Present every line of the items below as a Markdown table with two columns, Row and Line, numbering the lines in order and leaving out blank lines.

[Saved entries]

##########

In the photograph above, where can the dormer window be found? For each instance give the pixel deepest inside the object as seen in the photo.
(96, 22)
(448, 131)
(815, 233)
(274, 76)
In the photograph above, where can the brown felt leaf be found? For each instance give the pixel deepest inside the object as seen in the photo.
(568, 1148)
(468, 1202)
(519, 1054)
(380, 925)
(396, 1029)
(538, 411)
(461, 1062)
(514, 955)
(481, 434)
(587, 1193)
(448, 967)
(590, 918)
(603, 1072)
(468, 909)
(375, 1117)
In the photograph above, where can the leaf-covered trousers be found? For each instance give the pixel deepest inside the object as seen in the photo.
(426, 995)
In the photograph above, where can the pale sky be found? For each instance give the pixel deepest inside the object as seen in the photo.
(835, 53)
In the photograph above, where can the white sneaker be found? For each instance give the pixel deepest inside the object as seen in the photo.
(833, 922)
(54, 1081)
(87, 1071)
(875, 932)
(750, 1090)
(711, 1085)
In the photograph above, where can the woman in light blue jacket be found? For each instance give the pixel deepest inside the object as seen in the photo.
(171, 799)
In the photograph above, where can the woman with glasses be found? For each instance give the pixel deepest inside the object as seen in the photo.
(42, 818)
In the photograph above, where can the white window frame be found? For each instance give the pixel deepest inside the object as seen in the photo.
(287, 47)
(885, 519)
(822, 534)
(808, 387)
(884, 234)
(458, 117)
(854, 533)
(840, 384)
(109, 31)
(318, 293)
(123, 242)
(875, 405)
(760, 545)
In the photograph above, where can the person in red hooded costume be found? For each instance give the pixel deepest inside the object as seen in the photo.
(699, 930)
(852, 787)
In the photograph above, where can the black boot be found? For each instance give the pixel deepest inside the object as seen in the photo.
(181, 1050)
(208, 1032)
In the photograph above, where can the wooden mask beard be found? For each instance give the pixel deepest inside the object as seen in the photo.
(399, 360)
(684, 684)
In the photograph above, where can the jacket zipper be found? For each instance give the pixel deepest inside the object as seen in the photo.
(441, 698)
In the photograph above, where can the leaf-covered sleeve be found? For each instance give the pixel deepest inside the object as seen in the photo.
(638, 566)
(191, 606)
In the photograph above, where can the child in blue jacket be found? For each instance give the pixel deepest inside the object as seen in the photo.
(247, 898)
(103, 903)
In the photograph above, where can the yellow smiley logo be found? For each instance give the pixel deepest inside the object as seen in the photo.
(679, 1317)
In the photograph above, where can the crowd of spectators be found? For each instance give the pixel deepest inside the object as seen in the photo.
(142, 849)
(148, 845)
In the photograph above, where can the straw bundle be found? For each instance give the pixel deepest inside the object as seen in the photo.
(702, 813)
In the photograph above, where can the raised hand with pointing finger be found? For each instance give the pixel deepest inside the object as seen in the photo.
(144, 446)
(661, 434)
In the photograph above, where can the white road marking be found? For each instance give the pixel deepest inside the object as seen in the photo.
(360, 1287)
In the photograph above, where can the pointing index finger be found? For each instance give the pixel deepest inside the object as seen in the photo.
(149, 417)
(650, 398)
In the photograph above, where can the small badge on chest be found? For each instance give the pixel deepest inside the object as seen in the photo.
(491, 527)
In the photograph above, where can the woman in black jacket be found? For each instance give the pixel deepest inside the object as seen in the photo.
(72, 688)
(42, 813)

##########

* FULL RESPONSE *
| Row | Line |
|---|---|
| 1 | In the photograph above, where can the dormer window be found? For each instance give the pixel deepest inside the object as seen in the photo. |
| 2 | (96, 22) |
| 3 | (448, 131) |
| 4 | (815, 233) |
| 5 | (274, 76) |
| 6 | In the photograph above, where can the brown felt leaf be found? For each instance give the pixel deepest inside the object as seen in the photo. |
| 7 | (568, 1148) |
| 8 | (468, 1202) |
| 9 | (519, 1054) |
| 10 | (380, 925) |
| 11 | (396, 1029) |
| 12 | (538, 411) |
| 13 | (461, 1062) |
| 14 | (514, 955) |
| 15 | (481, 434) |
| 16 | (587, 1193) |
| 17 | (448, 967) |
| 18 | (590, 918) |
| 19 | (603, 1072) |
| 20 | (468, 909) |
| 21 | (375, 1117) |
| 22 | In the photograph above, where can the leaf-covered trousers be found? For each instance give the pixel deepest inside the object as seen in the photo. |
| 23 | (426, 995) |
| 24 | In the photograph above, where can the pale sky be found? For each instance give the pixel deepest inside the object as seen in the photo. |
| 25 | (835, 53) |
| 26 | In the photograph above, where can the white sneaker be found? For each instance give the pixel deepest inside the object as seen in the photo. |
| 27 | (833, 922) |
| 28 | (54, 1081) |
| 29 | (87, 1071) |
| 30 | (875, 932) |
| 31 | (750, 1090) |
| 32 | (711, 1085) |
| 33 | In the photograph above, where can the woman in light blue jacket be found? For each instance give the pixel deepest inside the object as seen in the photo. |
| 34 | (171, 799) |
| 35 | In the photograph above, where can the woman with glasses be found? For each instance give the pixel deepest inside the object as seen in the photo. |
| 36 | (42, 818) |
| 37 | In the photograph above, where can the white window frame be found? For each instance give the pixel deepest inside the object as seen in the photo. |
| 38 | (287, 47) |
| 39 | (885, 519) |
| 40 | (822, 534) |
| 41 | (808, 387) |
| 42 | (884, 234) |
| 43 | (458, 117) |
| 44 | (854, 533) |
| 45 | (840, 384) |
| 46 | (109, 31) |
| 47 | (318, 293) |
| 48 | (123, 242) |
| 49 | (875, 405) |
| 50 | (760, 545) |
| 51 | In the photograph above, where can the person in red hooded costume be found? For each instance give the pixel deepest inside the object as seen in the photo. |
| 52 | (699, 930) |
| 53 | (852, 787) |
| 54 | In the photograph above, where can the black boot be found? For each instance give the pixel deepest inside the object as seen in the photo. |
| 55 | (181, 1050) |
| 56 | (208, 1032) |
| 57 | In the photograph above, where can the wooden mask beard be found? For each instance give the pixel deepest inside the object as seen in the photo. |
| 58 | (399, 360) |
| 59 | (684, 684) |
| 60 | In the photograph above, where can the jacket zipper be found? For each instance give the pixel deepest inside the object as seen in the photo. |
| 61 | (441, 698) |
| 62 | In the photograph above, where can the leaf-covered sleeve be found? For each instance give the pixel deepest inside the object as seen in the photo. |
| 63 | (638, 566) |
| 64 | (191, 606) |
| 65 | In the photograph above, where can the child in blue jacket be found? For each instance give the pixel deepest inside the object as seen in the photo. |
| 66 | (247, 898) |
| 67 | (103, 903) |
| 68 | In the photograph above, where can the yellow smiley logo be found? For each instance give the pixel deepest inside the object as seen in the photo. |
| 69 | (679, 1317) |
| 70 | In the photograph above, where can the crowd of spectators be found? For each instance give the pixel deepest inside the object as seen in the photo. |
| 71 | (142, 849) |
| 72 | (148, 845) |
| 73 | In the photograph above, where can the straw bundle be found? For each instance give the pixel deepest inside the object as seen in the photo. |
| 74 | (702, 813) |
| 75 | In the photograph above, where can the raised hand with pointing finger be found? For each instance give the pixel deepest inside the object as seen in the photo. |
| 76 | (144, 446) |
| 77 | (661, 434) |
| 78 | In the photograph above, where can the white road marking be found? For each instance give the pixel deepest inside the object as seen in the photo. |
| 79 | (360, 1287) |
| 80 | In the photograph above, where can the pointing index finger be found? For each instance give the pixel deepest inside the object as seen in the photo. |
| 81 | (149, 417) |
| 82 | (650, 398) |
| 83 | In the photograph above, where can the small badge on chest be found? For each instance give the pixel deepest inside the object as seen in the photo. |
| 84 | (491, 527) |
| 85 | In the photograph above, where can the woman in black jacket be found? For each instance give the pixel deepest inside the object as seen in the photo. |
| 86 | (72, 688) |
| 87 | (42, 813) |